[Part of a data file]
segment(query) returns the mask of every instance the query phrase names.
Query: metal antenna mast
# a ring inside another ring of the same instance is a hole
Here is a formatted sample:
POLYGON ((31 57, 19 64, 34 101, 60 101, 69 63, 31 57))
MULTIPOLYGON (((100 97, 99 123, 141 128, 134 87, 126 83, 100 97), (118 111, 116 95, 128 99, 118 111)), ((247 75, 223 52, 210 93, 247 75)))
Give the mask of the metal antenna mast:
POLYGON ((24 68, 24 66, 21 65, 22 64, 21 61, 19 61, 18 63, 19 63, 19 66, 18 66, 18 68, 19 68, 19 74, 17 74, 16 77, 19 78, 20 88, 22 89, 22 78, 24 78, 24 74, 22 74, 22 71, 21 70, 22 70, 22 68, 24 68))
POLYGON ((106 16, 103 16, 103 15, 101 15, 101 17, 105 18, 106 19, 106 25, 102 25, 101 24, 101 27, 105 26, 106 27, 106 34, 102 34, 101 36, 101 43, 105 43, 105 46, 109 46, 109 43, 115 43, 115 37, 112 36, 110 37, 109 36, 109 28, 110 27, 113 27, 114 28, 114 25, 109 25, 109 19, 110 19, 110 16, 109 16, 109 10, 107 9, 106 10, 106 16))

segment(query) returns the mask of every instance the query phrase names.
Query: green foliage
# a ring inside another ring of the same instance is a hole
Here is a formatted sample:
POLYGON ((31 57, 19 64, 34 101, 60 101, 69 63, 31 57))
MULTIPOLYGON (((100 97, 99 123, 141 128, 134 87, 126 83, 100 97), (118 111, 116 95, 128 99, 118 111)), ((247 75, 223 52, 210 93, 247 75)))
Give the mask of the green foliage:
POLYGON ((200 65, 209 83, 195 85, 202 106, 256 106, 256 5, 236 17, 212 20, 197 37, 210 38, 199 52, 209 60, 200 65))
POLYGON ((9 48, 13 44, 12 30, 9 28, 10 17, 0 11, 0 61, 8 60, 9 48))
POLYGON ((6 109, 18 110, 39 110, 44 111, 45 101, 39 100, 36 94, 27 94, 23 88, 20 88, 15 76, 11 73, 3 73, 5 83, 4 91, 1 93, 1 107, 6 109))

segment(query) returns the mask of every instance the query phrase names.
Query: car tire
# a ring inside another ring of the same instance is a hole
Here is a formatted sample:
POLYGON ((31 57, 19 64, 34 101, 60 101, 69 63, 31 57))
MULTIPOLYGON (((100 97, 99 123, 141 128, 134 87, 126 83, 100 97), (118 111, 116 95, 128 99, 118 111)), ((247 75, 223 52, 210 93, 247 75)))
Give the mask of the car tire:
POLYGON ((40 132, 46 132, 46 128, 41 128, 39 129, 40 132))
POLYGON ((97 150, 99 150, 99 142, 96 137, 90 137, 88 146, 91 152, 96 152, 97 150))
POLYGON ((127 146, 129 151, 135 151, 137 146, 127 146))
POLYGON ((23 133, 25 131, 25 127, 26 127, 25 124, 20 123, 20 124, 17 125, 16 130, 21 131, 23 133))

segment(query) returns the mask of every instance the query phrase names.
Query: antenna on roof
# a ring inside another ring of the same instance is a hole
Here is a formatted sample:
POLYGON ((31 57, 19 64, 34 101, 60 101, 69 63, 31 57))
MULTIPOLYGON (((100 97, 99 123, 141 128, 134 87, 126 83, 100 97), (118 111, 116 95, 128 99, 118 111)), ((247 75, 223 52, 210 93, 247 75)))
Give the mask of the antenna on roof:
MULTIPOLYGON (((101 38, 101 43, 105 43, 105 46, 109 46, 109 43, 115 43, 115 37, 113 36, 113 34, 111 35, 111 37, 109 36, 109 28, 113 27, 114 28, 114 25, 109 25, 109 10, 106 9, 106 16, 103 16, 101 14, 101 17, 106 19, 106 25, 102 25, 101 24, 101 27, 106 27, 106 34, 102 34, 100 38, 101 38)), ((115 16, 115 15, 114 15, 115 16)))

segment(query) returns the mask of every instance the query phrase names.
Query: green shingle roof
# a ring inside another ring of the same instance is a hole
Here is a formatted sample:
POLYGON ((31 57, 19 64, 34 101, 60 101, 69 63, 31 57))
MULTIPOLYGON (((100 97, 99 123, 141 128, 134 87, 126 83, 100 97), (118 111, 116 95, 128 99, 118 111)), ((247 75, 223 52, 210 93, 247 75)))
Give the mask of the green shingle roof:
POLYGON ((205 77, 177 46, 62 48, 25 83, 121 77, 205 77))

- TASK PROMPT: Reproduce all of the material above line for line, with no changes.

- SOLUTION FOR THIS TASK:
segment(query) returns the mask of every instance the query phrase names.
Query: metal antenna mast
# a ring inside another ring of the same instance is a hole
Here is a formatted sample:
POLYGON ((31 57, 19 64, 34 101, 60 101, 69 63, 31 57))
MULTIPOLYGON (((100 97, 99 123, 141 128, 134 87, 126 83, 100 97), (118 111, 116 95, 128 99, 118 111)), ((247 75, 223 52, 210 93, 247 75)))
Give the mask of the metal antenna mast:
POLYGON ((24 68, 24 66, 21 65, 22 64, 21 61, 19 61, 18 63, 19 63, 19 66, 18 66, 18 68, 19 68, 19 74, 17 74, 16 77, 19 78, 20 88, 22 89, 22 78, 24 78, 24 74, 22 74, 22 71, 21 70, 22 70, 22 68, 24 68))
POLYGON ((106 16, 103 16, 103 15, 101 15, 101 17, 105 18, 106 19, 106 25, 102 25, 101 24, 101 27, 105 26, 106 27, 106 34, 102 34, 101 36, 101 43, 105 43, 105 46, 109 46, 109 43, 115 43, 115 37, 112 36, 110 37, 109 36, 109 28, 110 27, 113 27, 114 28, 114 25, 109 25, 109 19, 110 19, 110 16, 109 16, 109 10, 107 9, 106 10, 106 16))

segment(query) returns the mask of every instance the query phrase names.
Query: green foliage
# a ring inside another ring of the same instance is a hole
Here is a formatted sample:
POLYGON ((31 57, 19 64, 34 101, 60 101, 69 63, 31 57))
MULTIPOLYGON (((100 97, 99 123, 141 128, 134 87, 126 83, 100 97), (118 111, 116 95, 128 99, 118 111)), ((247 75, 223 52, 210 93, 247 75)))
Give the mask of the green foliage:
POLYGON ((200 65, 209 83, 195 85, 202 106, 256 106, 256 5, 236 17, 212 20, 197 37, 210 38, 199 52, 209 60, 200 65))
POLYGON ((9 48, 13 44, 12 30, 9 28, 10 17, 0 11, 0 61, 8 60, 9 48))
POLYGON ((6 109, 18 110, 39 110, 44 111, 45 101, 39 100, 36 94, 27 94, 23 88, 20 88, 15 76, 11 73, 3 73, 5 83, 4 91, 1 93, 1 107, 6 109))

segment(query) returns the mask of every instance the query phrase names.
Query: car tire
# a ring inside another ring of the same instance is a hole
Here is a formatted sample:
POLYGON ((31 57, 19 64, 34 101, 60 101, 69 63, 31 57))
MULTIPOLYGON (((100 97, 99 123, 141 128, 134 87, 126 83, 100 97), (118 111, 116 95, 128 99, 118 111)), ((247 75, 223 52, 210 93, 247 75)))
Give the mask of the car tire:
POLYGON ((40 132, 46 132, 46 128, 41 128, 39 129, 40 132))
POLYGON ((97 150, 99 150, 99 142, 96 137, 90 137, 88 146, 91 152, 96 152, 97 150))
POLYGON ((127 146, 129 151, 135 151, 137 146, 127 146))
POLYGON ((23 133, 25 131, 25 127, 26 127, 25 124, 20 123, 20 124, 17 125, 16 130, 21 131, 23 133))

segment(query) returns the mask of every instance the query phrase names.
Query: antenna on roof
# a ring inside another ring of the same instance is a hole
Here is a formatted sample:
POLYGON ((31 57, 19 64, 34 101, 60 101, 69 63, 31 57))
MULTIPOLYGON (((100 97, 99 123, 141 128, 134 87, 126 83, 100 97), (118 111, 116 95, 128 99, 118 111)), ((247 75, 223 52, 210 93, 247 75)))
Give the mask of the antenna on roof:
MULTIPOLYGON (((101 38, 101 43, 105 43, 105 46, 109 46, 109 43, 115 43, 115 37, 113 36, 113 34, 111 35, 111 37, 109 36, 109 28, 113 27, 114 28, 114 25, 109 25, 109 10, 106 9, 106 16, 103 16, 101 14, 101 17, 106 19, 106 25, 102 25, 101 24, 101 27, 106 27, 106 34, 102 34, 100 38, 101 38)), ((115 16, 115 15, 114 15, 115 16)))

segment(query) returns the mask of every instance the query phrase names.
Query: green shingle roof
# a ring inside another ring of the same instance is a hole
Here is a formatted sample:
POLYGON ((31 57, 19 64, 34 101, 60 101, 69 63, 31 57))
MULTIPOLYGON (((100 97, 99 123, 141 128, 134 87, 126 83, 100 97), (118 111, 116 95, 128 99, 118 111)), ((247 75, 223 52, 210 93, 247 75)))
Give the mask of the green shingle roof:
POLYGON ((205 77, 177 46, 62 48, 25 83, 121 77, 205 77))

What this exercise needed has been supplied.